EXERCISE GOAL:
Review the material line by line. Identify and copy every line that contains the string "then".

EXERCISE DATA:
•••••

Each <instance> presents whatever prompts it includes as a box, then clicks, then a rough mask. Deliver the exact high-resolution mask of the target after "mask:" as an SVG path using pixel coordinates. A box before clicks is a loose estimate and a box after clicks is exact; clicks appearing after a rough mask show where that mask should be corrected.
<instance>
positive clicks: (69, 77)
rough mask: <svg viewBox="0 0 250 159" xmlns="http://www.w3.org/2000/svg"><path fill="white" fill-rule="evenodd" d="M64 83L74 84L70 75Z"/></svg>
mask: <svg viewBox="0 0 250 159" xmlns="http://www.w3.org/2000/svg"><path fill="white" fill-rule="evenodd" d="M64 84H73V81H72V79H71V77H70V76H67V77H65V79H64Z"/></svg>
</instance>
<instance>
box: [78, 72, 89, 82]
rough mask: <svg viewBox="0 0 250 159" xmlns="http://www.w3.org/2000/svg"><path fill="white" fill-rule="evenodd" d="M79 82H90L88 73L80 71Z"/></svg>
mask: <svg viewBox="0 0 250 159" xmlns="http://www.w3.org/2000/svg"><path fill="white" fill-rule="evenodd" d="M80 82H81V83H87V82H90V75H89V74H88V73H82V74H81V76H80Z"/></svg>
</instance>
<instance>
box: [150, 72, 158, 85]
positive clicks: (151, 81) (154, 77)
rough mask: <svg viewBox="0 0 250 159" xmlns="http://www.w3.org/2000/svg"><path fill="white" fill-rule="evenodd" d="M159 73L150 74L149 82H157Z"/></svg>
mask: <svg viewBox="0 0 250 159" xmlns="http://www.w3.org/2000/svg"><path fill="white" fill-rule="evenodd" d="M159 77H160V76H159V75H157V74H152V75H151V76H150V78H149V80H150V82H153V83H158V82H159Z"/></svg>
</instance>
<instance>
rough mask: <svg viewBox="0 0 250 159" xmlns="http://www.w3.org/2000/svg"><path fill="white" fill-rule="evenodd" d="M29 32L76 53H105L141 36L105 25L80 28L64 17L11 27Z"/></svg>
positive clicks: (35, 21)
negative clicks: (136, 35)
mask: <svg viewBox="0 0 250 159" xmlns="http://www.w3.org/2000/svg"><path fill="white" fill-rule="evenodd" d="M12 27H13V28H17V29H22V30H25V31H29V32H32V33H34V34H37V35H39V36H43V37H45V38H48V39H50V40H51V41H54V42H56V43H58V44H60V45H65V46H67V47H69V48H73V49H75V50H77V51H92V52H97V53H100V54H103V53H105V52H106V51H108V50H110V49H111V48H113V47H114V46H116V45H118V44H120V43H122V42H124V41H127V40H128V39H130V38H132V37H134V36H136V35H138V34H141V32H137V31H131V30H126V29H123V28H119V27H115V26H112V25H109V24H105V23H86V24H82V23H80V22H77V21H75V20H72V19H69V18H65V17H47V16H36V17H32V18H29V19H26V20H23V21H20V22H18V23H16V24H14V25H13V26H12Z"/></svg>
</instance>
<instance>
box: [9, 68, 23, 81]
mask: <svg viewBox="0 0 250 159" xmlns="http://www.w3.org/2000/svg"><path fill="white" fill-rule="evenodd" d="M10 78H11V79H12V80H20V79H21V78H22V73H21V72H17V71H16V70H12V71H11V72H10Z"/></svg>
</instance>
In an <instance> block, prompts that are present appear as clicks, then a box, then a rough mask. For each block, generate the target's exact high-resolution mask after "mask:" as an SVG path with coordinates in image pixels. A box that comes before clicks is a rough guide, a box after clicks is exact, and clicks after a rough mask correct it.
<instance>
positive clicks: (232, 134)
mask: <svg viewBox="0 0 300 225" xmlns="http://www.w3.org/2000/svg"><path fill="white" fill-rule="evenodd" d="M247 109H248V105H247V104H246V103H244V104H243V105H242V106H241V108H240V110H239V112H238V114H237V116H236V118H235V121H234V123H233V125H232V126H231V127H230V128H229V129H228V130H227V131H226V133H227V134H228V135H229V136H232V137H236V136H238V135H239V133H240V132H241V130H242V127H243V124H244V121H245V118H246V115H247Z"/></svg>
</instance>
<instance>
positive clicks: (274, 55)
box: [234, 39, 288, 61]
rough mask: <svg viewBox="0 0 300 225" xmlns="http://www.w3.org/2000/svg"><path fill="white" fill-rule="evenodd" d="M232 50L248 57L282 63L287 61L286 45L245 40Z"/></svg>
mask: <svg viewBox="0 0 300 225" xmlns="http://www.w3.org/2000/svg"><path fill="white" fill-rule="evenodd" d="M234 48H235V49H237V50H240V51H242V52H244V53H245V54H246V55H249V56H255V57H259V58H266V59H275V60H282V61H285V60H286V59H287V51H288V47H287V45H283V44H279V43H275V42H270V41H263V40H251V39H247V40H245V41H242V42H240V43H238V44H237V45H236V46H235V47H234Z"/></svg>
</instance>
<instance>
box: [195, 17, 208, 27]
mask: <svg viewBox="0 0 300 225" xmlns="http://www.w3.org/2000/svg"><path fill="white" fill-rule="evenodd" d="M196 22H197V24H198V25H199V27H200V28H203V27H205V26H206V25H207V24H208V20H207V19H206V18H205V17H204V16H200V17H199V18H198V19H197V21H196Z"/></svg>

•••••

RESPONSE TO THE TASK:
Each <instance> presents whatever prompts it includes as a box, then clicks, then a rough mask. Deliver the exact high-resolution mask of the target after "mask:" as an SVG path using pixel coordinates. A box before clicks is a loose estimate and a box after clicks is exact; clicks appearing after a rough mask show where that mask should be corrected.
In an <instance> block, prompts that are present appear as clicks, then a box, then a rough mask. For each block, generate the target's exact high-resolution mask after "mask:" as an SVG path with coordinates in image pixels. A box that comes before clicks is a rough guide, a box after clicks is exact, and clicks after a rough mask correct it.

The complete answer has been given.